Excerpts from a dataset
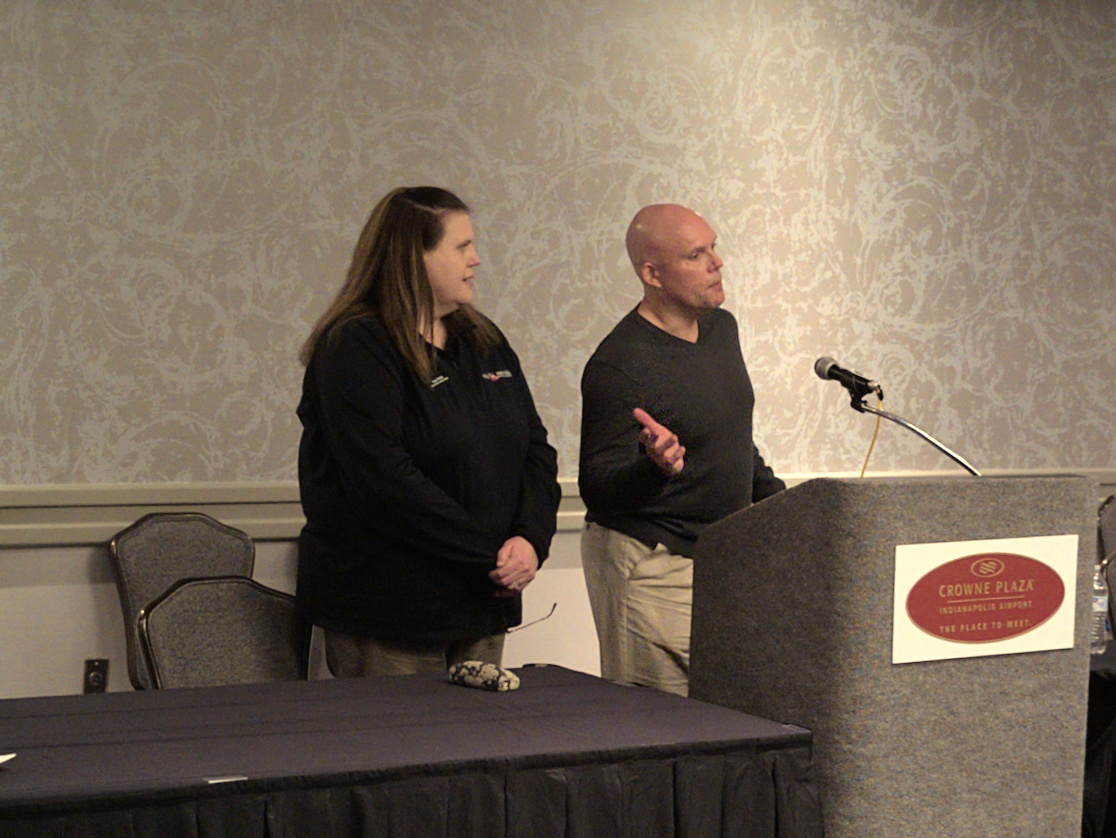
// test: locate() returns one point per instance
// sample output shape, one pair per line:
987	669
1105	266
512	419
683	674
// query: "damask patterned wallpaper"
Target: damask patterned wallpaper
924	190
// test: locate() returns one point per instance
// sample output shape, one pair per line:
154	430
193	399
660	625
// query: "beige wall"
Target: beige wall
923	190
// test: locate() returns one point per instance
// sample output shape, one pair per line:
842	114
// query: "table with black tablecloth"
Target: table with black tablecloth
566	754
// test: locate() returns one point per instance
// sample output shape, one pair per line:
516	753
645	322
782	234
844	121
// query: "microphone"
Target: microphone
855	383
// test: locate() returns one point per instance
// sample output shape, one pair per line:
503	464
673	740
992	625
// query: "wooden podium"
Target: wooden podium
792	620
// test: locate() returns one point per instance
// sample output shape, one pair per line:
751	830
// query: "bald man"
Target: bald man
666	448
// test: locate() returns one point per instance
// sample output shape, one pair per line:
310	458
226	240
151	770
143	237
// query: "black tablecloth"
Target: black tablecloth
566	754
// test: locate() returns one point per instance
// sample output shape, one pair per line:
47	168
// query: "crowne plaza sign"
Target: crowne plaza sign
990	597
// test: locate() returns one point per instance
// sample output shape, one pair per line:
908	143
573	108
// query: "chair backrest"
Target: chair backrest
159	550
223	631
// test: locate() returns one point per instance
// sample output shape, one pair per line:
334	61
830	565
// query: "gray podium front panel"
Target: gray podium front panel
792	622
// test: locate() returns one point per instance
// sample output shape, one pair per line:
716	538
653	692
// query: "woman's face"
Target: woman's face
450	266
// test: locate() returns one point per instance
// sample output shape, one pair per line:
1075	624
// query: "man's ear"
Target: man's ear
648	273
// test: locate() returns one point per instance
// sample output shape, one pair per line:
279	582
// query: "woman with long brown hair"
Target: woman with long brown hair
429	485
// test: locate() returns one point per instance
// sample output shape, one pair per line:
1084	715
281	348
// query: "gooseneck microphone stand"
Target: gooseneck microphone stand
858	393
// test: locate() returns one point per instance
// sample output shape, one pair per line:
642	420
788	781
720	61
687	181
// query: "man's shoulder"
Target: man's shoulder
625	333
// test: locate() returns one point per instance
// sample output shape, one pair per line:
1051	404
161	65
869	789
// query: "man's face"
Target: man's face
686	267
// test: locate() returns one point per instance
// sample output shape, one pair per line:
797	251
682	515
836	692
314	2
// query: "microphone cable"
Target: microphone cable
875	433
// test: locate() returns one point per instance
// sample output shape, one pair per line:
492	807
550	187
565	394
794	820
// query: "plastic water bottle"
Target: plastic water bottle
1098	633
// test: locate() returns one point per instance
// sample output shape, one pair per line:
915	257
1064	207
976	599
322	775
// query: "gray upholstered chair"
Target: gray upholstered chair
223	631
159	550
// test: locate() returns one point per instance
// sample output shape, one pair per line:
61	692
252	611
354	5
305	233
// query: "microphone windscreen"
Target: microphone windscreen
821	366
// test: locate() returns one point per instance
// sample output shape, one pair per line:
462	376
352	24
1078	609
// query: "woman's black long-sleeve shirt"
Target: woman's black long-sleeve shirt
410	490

Task requirements
Set the entries down again exactly. Do not include the images.

Task answer
// test: locate() returns one point per instance
// sample output shape, one pair per line:
987	669
1105	266
512	419
683	674
// query: "damask patterned wallpaper"
Target: damask patterned wallpaper
924	190
// test: locate() returns one point per instance
// sample output shape, one pair per line:
154	430
193	399
660	625
// query: "beige wall"
Target: beige wall
923	190
// test: locate() returns one point per instance
// sample output shape, one pair per line:
842	114
// query: "table with black tablecloth"
Target: table with black tablecloth
566	754
// test: locate() returns one point per instance
// sample output shape, one pair per line:
516	753
645	322
782	234
844	121
// query: "microphone"
Target: microphone
855	383
// test: locate() returns one point per instance
// sample output shape, one pair per line:
503	464
673	740
992	625
// query: "wooden podium"
Target: wooden podium
792	620
// test: locate() returns one point per instance
// sample output shape, one pair per line:
751	830
// query: "bald man"
Target: bald man
666	448
// test: locate() returns one point per instance
// sample output shape, one pair per line:
310	458
226	240
151	770
143	237
// query: "black tablecloth"
Target: black tablecloth
566	754
// test: locate() returns one point per instance
// sample output shape, one pair per line:
47	168
// query: "crowne plaza sign"
Target: crowne plaza sign
990	597
// test: locate() returns one point per instance
// sample output shape, one pair per line:
908	143
573	108
// query: "chair backrest"
Target: chair backrest
159	550
223	631
// test: locate() returns one point per instance
// sample output shape, one pair per line:
334	61
830	565
// query: "gray podium front panel"
Target: gray podium front panel
792	622
// test: locate() returns one point per instance
// sample output shape, one pair per line:
716	538
653	692
// query: "woman's face"
Target: woman's face
450	266
// test: locate() returns one point per instance
// sample output shape, one pair per line:
1075	624
// query: "man's ear"
Target: man's ear
648	273
// test: locate() returns one point per instance
// sample output shape, one pair per line:
279	582
// query: "woman with long brown hair"
Target: woman with long brown hair
429	485
// test: locate() returns one point per instance
// sample output shape, one pair per line:
1084	715
281	348
// query: "gooseneck microphone stand"
Target: gooseneck microphone stand
858	393
// test: locate() returns one point per instance
// sample output shape, one pair per line:
642	420
788	781
720	61
687	181
// query: "man's shoulder"
Target: man's shoulder
625	333
// test: locate() returns one point per instance
// sample output shape, one pair per line:
1051	404
161	65
869	789
// query: "man's face"
Target: man's face
686	267
// test: locate() returns one point per instance
// sample output shape, one pair per line:
797	251
682	515
836	692
314	2
// query: "microphone cable"
Target: microphone cable
875	433
// test: locate() returns one point per instance
// sample output shape, one pair per line:
492	807
550	187
565	394
794	820
// query: "plastic water bottle"
Target: plastic water bottle
1098	633
// test: locate() returns one point per instance
// sample output shape, one pair per line:
915	257
1064	207
976	599
322	775
// query: "gray upholstered chair"
Target: gray upholstered chair
223	631
159	550
// test: locate() returns one point per instance
// sample output shape, one pair per line:
61	692
252	611
354	5
305	233
// query: "microphone windscreen"
Target: microphone windscreen
821	366
// test: locate() returns one point per instance
// sample output shape, one pair per line:
462	376
352	24
1078	609
// query: "woman's black long-sleeve shirt"
Target: woman's black long-sleeve shirt
410	490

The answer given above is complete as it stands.